_任务数据_
—————

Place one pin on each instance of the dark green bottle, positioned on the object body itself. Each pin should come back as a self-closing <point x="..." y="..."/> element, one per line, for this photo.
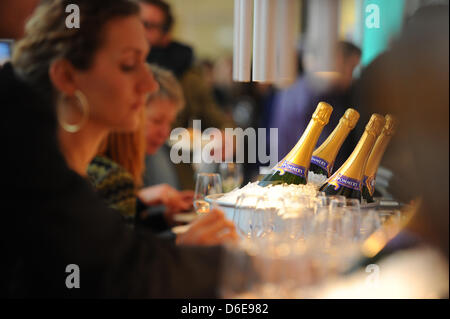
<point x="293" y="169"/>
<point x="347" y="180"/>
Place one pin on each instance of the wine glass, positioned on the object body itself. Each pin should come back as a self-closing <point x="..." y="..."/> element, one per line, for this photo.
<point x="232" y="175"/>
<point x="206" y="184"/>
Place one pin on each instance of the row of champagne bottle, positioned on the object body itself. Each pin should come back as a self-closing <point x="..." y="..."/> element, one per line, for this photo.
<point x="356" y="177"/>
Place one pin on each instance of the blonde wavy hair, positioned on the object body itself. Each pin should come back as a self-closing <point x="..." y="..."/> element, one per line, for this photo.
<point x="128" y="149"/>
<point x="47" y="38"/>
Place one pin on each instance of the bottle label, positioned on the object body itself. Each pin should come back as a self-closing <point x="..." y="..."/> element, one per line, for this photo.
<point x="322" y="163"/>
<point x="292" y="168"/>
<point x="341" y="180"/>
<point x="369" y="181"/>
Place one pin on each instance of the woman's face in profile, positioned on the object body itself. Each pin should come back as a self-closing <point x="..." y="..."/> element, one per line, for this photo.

—————

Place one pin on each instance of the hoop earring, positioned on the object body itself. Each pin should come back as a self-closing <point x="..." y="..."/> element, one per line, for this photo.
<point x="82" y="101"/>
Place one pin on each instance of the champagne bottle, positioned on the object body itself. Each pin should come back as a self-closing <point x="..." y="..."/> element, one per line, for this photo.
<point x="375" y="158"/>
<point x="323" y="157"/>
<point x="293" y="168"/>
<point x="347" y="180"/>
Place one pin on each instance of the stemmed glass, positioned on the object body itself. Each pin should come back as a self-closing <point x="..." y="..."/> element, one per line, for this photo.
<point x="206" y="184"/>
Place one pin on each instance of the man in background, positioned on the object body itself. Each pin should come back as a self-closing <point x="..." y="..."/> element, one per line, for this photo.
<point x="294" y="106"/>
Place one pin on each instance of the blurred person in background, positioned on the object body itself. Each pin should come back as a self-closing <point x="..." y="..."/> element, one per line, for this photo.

—————

_待完成_
请从上面的列表中选出所有包含单词“bottle”的行，并逐行照抄出来。匹配时区分大小写。

_书面解答_
Place one pin on each instance of the dark green bottle, positioned on the object body itself. Each pin should come back as a self-closing <point x="..." y="..."/> element, one per line, for this photo.
Place one pin on each instance of the row of champagne bottle, positioned on the object body itself. Each pin should come back as a self-closing <point x="..." y="..."/> element, one per line, for this photo.
Place one pin on each instance of the bottle label, positioned on the object body itself. Each pin should come back as a self-closing <point x="..." y="..."/> element, one per line, for this photo.
Place one pin on each instance of the champagne bottle, positioned on the object body itself. Each pin should come back as a self-closing <point x="..." y="..."/> element, one per line, for this photo.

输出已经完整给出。